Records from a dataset
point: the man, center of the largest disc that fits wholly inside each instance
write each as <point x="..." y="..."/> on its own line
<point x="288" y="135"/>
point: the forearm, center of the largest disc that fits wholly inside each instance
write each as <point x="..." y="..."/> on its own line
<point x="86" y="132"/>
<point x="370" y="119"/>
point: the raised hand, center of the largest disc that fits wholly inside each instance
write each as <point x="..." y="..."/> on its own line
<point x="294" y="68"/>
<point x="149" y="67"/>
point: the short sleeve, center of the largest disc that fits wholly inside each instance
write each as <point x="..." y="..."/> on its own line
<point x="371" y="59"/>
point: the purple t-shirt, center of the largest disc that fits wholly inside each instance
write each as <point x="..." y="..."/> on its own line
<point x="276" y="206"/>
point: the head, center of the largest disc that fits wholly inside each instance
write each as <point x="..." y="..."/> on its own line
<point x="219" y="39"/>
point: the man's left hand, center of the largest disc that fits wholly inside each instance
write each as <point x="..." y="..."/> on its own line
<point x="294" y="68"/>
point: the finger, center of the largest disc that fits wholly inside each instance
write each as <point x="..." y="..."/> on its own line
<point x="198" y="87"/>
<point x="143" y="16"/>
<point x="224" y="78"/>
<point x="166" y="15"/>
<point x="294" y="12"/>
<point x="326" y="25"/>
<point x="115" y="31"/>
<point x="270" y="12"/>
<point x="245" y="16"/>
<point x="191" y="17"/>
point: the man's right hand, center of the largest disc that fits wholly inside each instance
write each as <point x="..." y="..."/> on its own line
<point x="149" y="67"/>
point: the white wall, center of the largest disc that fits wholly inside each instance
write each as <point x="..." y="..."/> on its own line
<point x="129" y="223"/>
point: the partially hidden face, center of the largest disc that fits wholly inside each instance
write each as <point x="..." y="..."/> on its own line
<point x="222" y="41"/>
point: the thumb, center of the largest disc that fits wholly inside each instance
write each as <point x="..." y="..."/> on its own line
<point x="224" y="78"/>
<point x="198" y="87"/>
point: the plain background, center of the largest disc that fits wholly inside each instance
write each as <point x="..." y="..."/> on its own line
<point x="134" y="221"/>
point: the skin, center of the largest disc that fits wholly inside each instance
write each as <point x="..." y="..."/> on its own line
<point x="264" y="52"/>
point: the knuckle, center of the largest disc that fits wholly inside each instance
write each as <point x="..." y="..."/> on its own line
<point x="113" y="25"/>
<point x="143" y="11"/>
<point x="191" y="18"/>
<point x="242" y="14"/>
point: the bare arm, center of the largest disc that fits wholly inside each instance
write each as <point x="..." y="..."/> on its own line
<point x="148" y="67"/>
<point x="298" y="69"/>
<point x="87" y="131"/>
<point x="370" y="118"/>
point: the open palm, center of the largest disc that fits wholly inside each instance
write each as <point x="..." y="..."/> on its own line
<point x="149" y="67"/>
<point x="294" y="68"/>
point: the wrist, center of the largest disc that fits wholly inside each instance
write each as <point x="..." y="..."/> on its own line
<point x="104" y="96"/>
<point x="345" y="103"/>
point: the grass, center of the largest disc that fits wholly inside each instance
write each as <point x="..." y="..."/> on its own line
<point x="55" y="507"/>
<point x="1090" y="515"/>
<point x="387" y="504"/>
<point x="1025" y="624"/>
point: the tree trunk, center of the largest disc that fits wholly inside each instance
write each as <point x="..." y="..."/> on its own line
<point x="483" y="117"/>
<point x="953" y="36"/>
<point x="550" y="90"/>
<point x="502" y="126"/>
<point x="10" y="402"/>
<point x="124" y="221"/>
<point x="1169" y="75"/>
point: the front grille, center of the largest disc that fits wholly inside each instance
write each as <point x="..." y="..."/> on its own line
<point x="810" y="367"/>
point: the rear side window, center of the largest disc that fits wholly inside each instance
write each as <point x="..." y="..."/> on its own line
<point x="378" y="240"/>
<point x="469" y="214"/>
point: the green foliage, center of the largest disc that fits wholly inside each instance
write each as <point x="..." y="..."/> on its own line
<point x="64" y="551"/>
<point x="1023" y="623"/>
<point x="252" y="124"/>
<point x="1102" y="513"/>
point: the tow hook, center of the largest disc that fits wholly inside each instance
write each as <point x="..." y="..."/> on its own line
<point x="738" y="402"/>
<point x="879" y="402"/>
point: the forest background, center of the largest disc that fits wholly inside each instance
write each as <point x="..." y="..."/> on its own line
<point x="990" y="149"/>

Problem details
Look for the string "hand" in the entries above. Copy every line that has it.

Output for this exercise
point: the raised hand, center of the largest disc that fits wholly inside each instance
point: the man's left hand, center of the largest disc that fits wholly inside each instance
point: the man's right hand, center of the largest disc that fits wholly inside each instance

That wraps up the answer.